### Required action
Whenever the string "shirt" turns up in a line below, that line should be copied.
START Entries provided
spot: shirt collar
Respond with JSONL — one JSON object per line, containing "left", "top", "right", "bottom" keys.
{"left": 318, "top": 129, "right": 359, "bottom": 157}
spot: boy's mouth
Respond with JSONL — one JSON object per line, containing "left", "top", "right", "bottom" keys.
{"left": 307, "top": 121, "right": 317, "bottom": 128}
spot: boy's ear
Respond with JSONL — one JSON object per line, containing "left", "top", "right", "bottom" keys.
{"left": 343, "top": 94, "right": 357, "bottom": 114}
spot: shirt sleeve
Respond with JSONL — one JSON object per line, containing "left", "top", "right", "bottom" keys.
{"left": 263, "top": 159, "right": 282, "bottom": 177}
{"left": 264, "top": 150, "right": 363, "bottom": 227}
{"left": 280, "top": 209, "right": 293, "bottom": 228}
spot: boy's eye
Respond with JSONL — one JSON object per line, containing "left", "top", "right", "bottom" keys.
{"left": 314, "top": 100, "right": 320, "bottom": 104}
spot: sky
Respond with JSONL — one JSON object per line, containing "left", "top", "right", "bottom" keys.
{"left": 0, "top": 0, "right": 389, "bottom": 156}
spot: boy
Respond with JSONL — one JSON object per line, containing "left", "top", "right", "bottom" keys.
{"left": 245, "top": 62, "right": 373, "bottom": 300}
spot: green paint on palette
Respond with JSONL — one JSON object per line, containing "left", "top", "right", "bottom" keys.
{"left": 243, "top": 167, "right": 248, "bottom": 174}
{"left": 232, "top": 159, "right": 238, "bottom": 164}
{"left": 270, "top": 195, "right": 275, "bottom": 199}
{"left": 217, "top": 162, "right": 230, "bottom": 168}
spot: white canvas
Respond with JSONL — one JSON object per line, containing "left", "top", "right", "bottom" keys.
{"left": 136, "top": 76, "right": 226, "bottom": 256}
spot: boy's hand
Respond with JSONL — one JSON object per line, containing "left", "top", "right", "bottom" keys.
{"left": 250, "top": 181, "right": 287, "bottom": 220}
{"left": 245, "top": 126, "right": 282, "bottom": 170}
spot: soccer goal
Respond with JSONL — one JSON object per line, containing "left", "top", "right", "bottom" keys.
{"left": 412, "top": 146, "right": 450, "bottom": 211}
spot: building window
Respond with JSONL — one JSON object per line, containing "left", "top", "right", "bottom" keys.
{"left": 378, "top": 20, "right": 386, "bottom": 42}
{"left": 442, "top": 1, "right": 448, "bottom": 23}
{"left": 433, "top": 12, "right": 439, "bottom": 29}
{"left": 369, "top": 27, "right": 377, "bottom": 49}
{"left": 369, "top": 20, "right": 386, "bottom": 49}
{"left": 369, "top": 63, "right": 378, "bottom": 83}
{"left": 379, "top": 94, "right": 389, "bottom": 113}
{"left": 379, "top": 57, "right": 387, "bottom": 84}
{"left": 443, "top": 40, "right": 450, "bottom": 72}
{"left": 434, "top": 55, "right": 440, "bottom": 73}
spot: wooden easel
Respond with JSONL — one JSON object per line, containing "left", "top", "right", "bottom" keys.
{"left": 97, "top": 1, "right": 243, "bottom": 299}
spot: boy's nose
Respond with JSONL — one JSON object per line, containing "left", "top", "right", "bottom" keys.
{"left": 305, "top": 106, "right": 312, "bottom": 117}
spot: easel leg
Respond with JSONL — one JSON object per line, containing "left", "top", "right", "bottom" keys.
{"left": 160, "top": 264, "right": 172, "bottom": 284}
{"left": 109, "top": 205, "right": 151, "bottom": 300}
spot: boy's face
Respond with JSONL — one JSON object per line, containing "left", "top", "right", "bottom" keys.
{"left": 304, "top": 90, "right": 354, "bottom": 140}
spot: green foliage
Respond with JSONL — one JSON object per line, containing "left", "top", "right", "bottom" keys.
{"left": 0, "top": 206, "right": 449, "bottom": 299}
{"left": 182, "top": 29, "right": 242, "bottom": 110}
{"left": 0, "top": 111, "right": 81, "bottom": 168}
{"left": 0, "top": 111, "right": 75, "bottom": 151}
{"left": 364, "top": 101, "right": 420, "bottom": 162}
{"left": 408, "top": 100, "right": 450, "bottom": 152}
END Entries provided
### Answer to this problem
spot: shirt collar
spot: shirt sleeve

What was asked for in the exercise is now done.